Task prompt:
In the rows below, swap "mark a point" for "place a dot" wherever it occurs, and leave everything else unchanged.

Pointing and labeling rows:
----
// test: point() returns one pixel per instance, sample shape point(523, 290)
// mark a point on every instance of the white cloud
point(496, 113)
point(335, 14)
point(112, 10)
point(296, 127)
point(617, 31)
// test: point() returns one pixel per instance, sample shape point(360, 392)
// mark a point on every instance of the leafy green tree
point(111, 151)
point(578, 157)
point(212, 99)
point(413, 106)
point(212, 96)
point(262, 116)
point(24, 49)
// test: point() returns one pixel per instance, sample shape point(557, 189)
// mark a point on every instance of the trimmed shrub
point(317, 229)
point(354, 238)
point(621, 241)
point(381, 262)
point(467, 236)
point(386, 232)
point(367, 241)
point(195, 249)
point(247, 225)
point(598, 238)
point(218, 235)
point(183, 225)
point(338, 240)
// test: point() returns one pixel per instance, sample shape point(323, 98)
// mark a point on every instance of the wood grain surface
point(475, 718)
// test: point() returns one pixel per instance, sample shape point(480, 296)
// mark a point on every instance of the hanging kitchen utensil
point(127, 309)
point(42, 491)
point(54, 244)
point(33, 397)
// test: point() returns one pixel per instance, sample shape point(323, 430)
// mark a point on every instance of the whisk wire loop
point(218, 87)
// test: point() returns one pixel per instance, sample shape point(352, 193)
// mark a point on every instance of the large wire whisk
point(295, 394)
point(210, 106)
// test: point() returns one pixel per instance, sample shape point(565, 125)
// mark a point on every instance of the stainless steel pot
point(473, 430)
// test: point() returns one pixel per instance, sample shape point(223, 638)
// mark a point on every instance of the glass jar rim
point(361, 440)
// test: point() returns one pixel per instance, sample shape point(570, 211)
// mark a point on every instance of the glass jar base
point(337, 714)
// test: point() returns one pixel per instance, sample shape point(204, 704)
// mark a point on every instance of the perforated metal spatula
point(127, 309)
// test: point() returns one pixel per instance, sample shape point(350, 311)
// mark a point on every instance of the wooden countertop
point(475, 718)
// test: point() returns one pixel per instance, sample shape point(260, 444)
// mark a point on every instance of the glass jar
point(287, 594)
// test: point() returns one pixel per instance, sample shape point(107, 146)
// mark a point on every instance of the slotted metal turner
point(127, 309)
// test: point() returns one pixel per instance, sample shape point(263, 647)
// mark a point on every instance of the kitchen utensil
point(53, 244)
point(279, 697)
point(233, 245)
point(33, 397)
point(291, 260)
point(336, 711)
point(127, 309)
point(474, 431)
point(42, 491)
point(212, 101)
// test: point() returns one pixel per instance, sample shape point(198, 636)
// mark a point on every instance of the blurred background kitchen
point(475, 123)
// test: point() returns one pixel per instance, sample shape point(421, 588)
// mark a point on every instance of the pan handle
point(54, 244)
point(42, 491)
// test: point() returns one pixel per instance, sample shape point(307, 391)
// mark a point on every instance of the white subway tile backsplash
----
Task solution:
// test: point() returns one pixel per instance, sample shape point(523, 290)
// place a dot on every instance of the white cloud
point(496, 113)
point(335, 14)
point(112, 10)
point(296, 127)
point(617, 31)
// test: point() returns one pixel per instance, sample shape point(360, 392)
// place a dot on every instance of the leafy green tree
point(111, 151)
point(578, 157)
point(212, 99)
point(413, 106)
point(212, 96)
point(262, 116)
point(24, 49)
// test: point() returns one pixel per instance, sample shape point(557, 189)
// place a dot on every instance of the trimmed shrub
point(317, 229)
point(354, 238)
point(621, 241)
point(381, 262)
point(467, 236)
point(386, 232)
point(367, 241)
point(195, 249)
point(247, 225)
point(598, 238)
point(218, 235)
point(183, 225)
point(338, 240)
// test: point() returns one pixel per instance, sample shape point(323, 98)
// place a dot on every instance of the wood grain surface
point(475, 718)
// test: point() returns one pixel per instance, sample shape point(480, 296)
// place a dot on every instance of the hanging kitchen utensil
point(127, 309)
point(42, 491)
point(54, 244)
point(33, 397)
// test: point() returns one pixel per instance, sample shape point(323, 430)
// place a dot on every instance of the whisk wire loop
point(218, 87)
// test: point() returns one pixel per instance, sample shape point(352, 193)
// place a dot on every instance of the large wire whisk
point(295, 394)
point(210, 106)
// test: point() returns one pixel per instance, sample shape point(565, 125)
// place a dot on every instance of the stainless steel pot
point(473, 430)
// test: point() returns one pixel per instance, sample shape point(223, 638)
// place a dot on every instance of the glass jar rim
point(361, 440)
// test: point() returns one pixel per instance, sample shape point(570, 211)
// place a dot on every instance of the glass jar base
point(337, 714)
// test: point() returns one pixel per instance, sample shape point(204, 704)
// place a dot on every instance of the perforated metal spatula
point(127, 309)
// test: point() returns one pixel per instance, sample shape point(350, 311)
// place a dot on every instance of the wooden countertop
point(475, 718)
// test: point() returns one pixel per instance, sample shape point(260, 444)
// place a dot on every instance of the glass jar
point(287, 594)
// test: point() returns one pixel per instance, sample shape point(107, 146)
// place a dot on every instance of the slotted metal turner
point(127, 309)
// test: point() returns one pixel per instance, sample shape point(263, 647)
// place a dot on every instance of the kitchen utensil
point(53, 244)
point(279, 697)
point(233, 245)
point(33, 397)
point(291, 260)
point(336, 711)
point(127, 309)
point(474, 431)
point(42, 491)
point(212, 101)
// test: point() returns one pixel per instance, sample shape point(198, 636)
// place a dot on every instance of the blurred background kitchen
point(475, 123)
// test: point() returns one pixel per instance, sample shape point(421, 588)
// place a dot on every instance of the pan handle
point(54, 244)
point(42, 491)
// test: point() returns one pixel per instance, sample shape point(307, 391)
// place a dot on every instance of the white subway tile backsplash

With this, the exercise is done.